**Given problem**
All of the lines below are to be printed again exactly; images are excluded from the output.

**Given information**
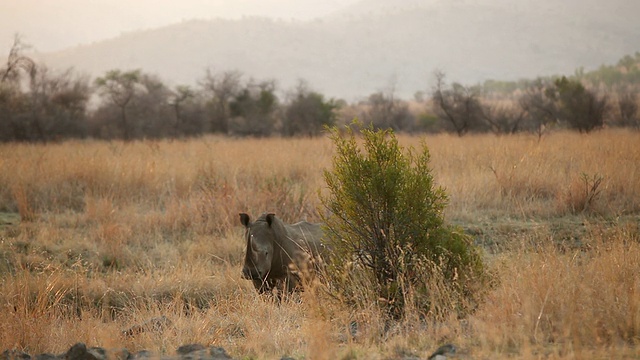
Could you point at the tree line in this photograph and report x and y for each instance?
(38, 104)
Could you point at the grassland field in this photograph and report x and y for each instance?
(96, 237)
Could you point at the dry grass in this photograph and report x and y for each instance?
(96, 237)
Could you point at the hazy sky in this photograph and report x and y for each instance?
(50, 25)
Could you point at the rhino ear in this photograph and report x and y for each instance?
(244, 219)
(270, 218)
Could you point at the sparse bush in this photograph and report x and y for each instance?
(385, 222)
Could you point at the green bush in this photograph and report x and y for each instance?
(385, 222)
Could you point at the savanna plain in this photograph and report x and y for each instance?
(97, 237)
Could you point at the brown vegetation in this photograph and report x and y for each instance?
(111, 234)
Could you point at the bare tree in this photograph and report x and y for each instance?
(459, 105)
(540, 110)
(17, 61)
(503, 119)
(307, 112)
(386, 111)
(221, 88)
(628, 109)
(120, 88)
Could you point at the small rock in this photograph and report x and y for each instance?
(442, 352)
(185, 349)
(156, 324)
(14, 355)
(79, 352)
(46, 356)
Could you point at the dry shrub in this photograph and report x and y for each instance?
(569, 299)
(22, 199)
(167, 213)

**Result**
Could you point at the tree line in this photograph and report x and y for each instance?
(38, 104)
Could you point at the grassland field in this photograph and report x and y for each instance?
(96, 237)
Could you point at the dry grass in this photograph and report x and y for each instance?
(96, 237)
Could you point at the hazy sky in this photograph and report x and y for each instance?
(50, 25)
Could you point at the rhino ear in this photograph and report x and y for each instance?
(244, 219)
(270, 218)
Could you point at the sparse bush in this photograph and report x and y for each instance?
(385, 222)
Could you point at the green bush in this photograph and report x and y for each instance?
(385, 222)
Could you point at the savanna plain in this photograph and report x and y for each instance?
(97, 237)
Could you point at the brown vegetation in this photograph and report x and y for each instance?
(111, 234)
Could you point at the bare tree in this photograph and report x and y for each instance?
(459, 105)
(540, 110)
(17, 61)
(503, 119)
(307, 112)
(386, 111)
(221, 88)
(628, 109)
(120, 88)
Could you point at the small rock in this photograph and report x and y for each instance?
(442, 352)
(185, 349)
(156, 324)
(14, 355)
(79, 352)
(46, 356)
Could you point at the dry shrub in this photograph and report x and y for each instance?
(569, 299)
(22, 199)
(167, 213)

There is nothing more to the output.